▶ **AVAILABLE DATA**
______

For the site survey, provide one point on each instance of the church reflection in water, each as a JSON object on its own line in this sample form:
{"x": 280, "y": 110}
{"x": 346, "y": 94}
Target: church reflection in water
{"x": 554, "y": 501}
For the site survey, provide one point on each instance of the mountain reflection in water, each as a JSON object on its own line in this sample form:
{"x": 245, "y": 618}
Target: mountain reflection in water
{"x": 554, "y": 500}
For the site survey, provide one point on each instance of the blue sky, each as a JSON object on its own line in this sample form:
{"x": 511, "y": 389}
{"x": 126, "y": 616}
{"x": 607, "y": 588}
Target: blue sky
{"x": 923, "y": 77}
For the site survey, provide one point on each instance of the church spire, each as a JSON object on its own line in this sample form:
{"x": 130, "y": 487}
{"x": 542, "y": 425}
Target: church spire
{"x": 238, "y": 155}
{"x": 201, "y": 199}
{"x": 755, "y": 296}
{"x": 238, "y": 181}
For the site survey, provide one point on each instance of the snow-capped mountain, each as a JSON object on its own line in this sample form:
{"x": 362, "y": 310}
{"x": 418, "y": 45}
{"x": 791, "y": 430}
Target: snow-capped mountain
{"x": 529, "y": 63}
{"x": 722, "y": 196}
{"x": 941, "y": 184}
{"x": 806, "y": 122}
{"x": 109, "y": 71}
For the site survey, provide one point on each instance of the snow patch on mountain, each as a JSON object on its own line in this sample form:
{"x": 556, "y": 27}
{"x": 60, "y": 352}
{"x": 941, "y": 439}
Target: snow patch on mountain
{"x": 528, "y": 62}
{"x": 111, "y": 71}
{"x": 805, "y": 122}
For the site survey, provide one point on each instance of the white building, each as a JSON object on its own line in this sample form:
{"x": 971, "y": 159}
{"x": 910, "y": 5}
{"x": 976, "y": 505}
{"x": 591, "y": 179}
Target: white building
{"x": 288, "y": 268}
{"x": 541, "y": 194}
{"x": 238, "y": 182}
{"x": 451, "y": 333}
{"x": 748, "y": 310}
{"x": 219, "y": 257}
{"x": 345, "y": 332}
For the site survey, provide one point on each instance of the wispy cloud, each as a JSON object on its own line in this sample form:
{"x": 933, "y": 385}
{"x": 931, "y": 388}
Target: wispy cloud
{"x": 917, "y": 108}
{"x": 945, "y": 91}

______

In which lines of the material above does the string "survey" occur? Copy them all.

For the site survey, provide one point on each instance of the church reflection in water, each as a JSON object on its own line in this sample form:
For the site survey, provide one point on each instance of the mountain reflection in water, each as a JSON object on its own line in this sample form:
For the site survey, provide one point on each instance of the blue sky, each as a JSON object on its own line in this sample form:
For the site survey, provide one point on each instance of the church spire, each as a JSON object on its own line in this sample form:
For the site survey, provide one point on each instance of the snow-capped mountain, each as a JSON object on its own line in this sample form:
For the site survey, provide one point on each instance of the snow patch on mountain, each as a JSON object on its own line in this sample form:
For the site survey, provide one point on each instance of the white building, each as a JSON object on its own line in this sample form:
For the site survey, provide one point on each instance of the wispy cloud, each as a JSON object on its own line in this sample form:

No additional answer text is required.